===== SEÇÃO DO DOCUMENTO

Reforma tributária

Artigo: Tributação e combate ao contrabando

O eventual aumento da já elevada carga tributária dos segmentos de tabaco ou de bebidas alcoólicas tem o potencial de aumentar ainda mais o mercado ilícito desses produtos

Atribui-se a Henry Louis Mencken a conhecida afirmação no sentido de que, "para todo problema complexo, existe sempre uma solução simples, elegante e completamente errada". No complexo campo da tributação, essa afirmação se confirma com frequência.

Recentemente, o Senado aprovou a PEC 45/2019. Em razão das alterações promovidas, o texto vai passar por nova análise da Câmara dos Deputados. Um dos temas que têm gerado grandes discussões é a instituição do denominado Imposto Seletivo (IS), que recairá sobre a "produção, extração, comercialização ou importação de bens e serviços prejudiciais à saúde ou ao meio ambiente".

A efetiva operacionalização do IS dependerá de lei complementar posterior que detalhará quais os bens e os serviços prejudiciais à saúde ou ao meio ambiente serão objeto dessa tributação "seletiva". Mas já sabemos, de antemão, que os suspeitos de sempre, como bebidas alcoólicas ou cigarros estarão nesse rol.

Recentemente, foi divulgada pela ACT uma pesquisa que afirma que 94% dos brasileiros apoiam aumento de impostos para produtos nocivos à saúde, segundo o Datafolha. Acontece que a resposta estava embutida na pergunta. Ora, é da natureza humana desejar afastar qualquer ameaça à saúde.

Podemos escolher discutir a questão superficialmente, sem levar em conta sua complexidade e implicações, ou levantar um debate adulto a respeito dos possíveis impactos da elevação dos tributos. Neste espaço, sugiro a segunda alternativa.

A ideia de onerar esses produtos parte de uma crença de que o aumento da tributação servirá para inibir seu consumo. Esse raciocínio, compreensível e justificável no campo teórico, exige uma reflexão mais cuidadosa, especialmente em função da realidade brasileira e de elementos empíricos.

==========

EXERCÍCIO
Pode repetir, sem nenhuma alteração, tudo o que vai de "Recentemente, o Senado" até "estarão nesse rol." no artigo sobre tributação e contrabando? Use somente o artigo acima como fonte.

===== EXCERTOS DE DADOS

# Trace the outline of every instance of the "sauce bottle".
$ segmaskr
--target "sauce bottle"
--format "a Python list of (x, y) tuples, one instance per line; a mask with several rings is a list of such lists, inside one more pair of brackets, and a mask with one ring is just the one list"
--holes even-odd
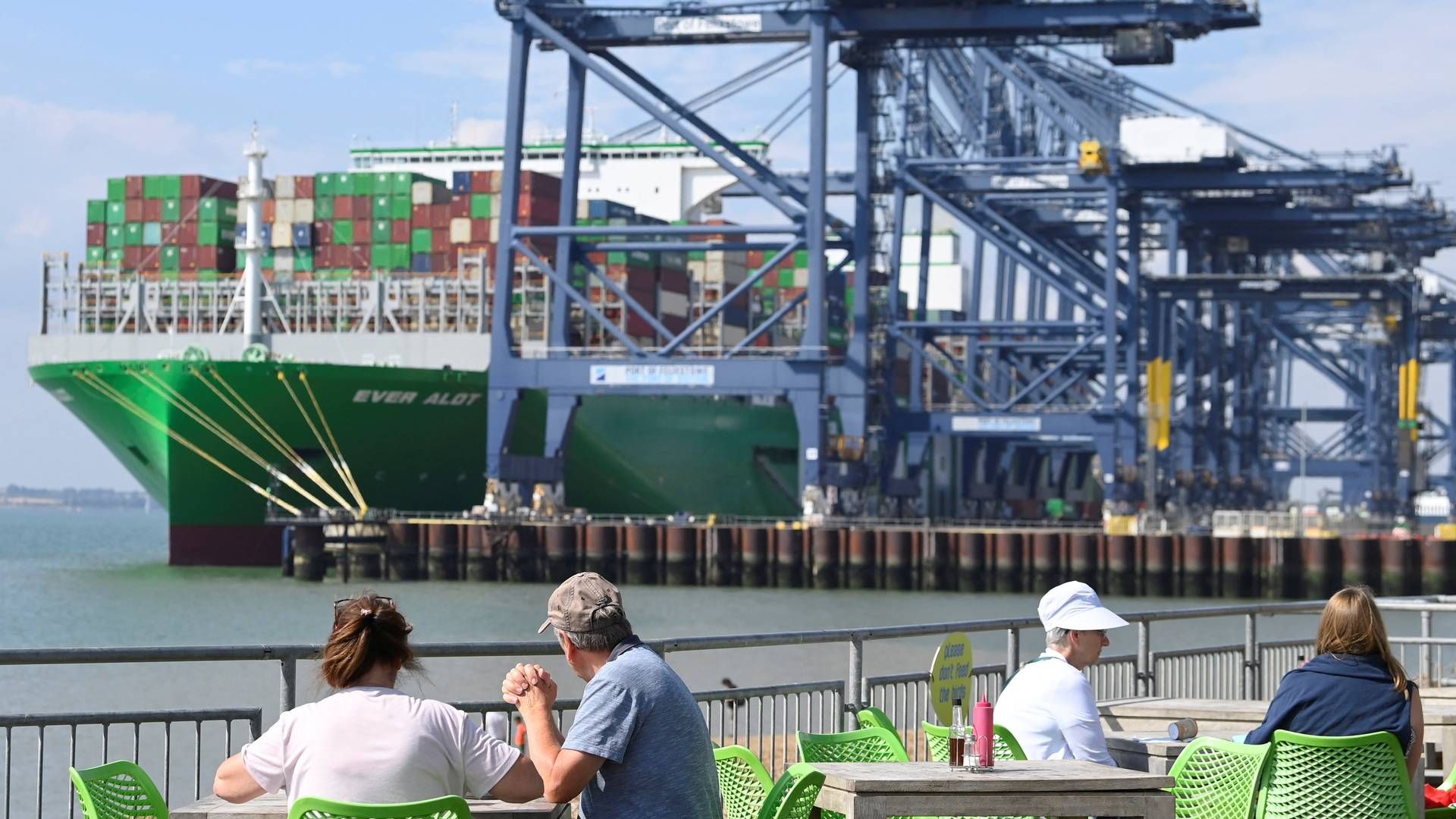
[(961, 713), (961, 701), (951, 707), (951, 769), (960, 771), (965, 767), (965, 716)]
[(976, 732), (976, 764), (981, 768), (990, 768), (996, 764), (992, 756), (992, 748), (996, 745), (996, 718), (992, 711), (992, 704), (981, 697), (981, 701), (976, 704), (976, 711), (971, 716), (971, 727)]

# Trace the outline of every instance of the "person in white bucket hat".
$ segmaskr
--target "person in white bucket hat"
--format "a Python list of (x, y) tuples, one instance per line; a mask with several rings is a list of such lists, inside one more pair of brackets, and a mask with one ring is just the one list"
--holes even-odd
[(1037, 616), (1047, 630), (1047, 650), (1006, 681), (996, 701), (996, 723), (1010, 730), (1028, 759), (1085, 759), (1117, 767), (1082, 670), (1102, 656), (1108, 630), (1127, 621), (1079, 581), (1042, 595)]

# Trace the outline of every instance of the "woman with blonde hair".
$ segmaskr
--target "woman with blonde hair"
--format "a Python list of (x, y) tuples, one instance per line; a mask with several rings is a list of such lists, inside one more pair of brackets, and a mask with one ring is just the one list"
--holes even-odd
[(1390, 653), (1385, 621), (1366, 586), (1347, 586), (1325, 603), (1315, 657), (1280, 681), (1264, 724), (1245, 742), (1277, 729), (1315, 736), (1390, 732), (1414, 778), (1421, 764), (1421, 695)]
[(290, 804), (303, 796), (370, 804), (540, 797), (542, 780), (520, 751), (464, 711), (395, 688), (402, 670), (419, 670), (412, 628), (390, 597), (336, 600), (320, 667), (335, 694), (281, 714), (223, 762), (214, 793), (242, 803), (284, 788)]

==========

RESOLUÇÃO
Recentemente, o Senado aprovou a PEC 45/2019. Em razão das alterações promovidas, o texto vai passar por nova análise da Câmara dos Deputados. Um dos temas que têm gerado grandes discussões é a instituição do denominado Imposto Seletivo (IS), que recairá sobre a "produção, extração, comercialização ou importação de bens e serviços prejudiciais à saúde ou ao meio ambiente".

A efetiva operacionalização do IS dependerá de lei complementar posterior que detalhará quais os bens e os serviços prejudiciais à saúde ou ao meio ambiente serão objeto dessa tributação "seletiva". Mas já sabemos, de antemão, que os suspeitos de sempre, como bebidas alcoólicas ou cigarros estarão nesse rol.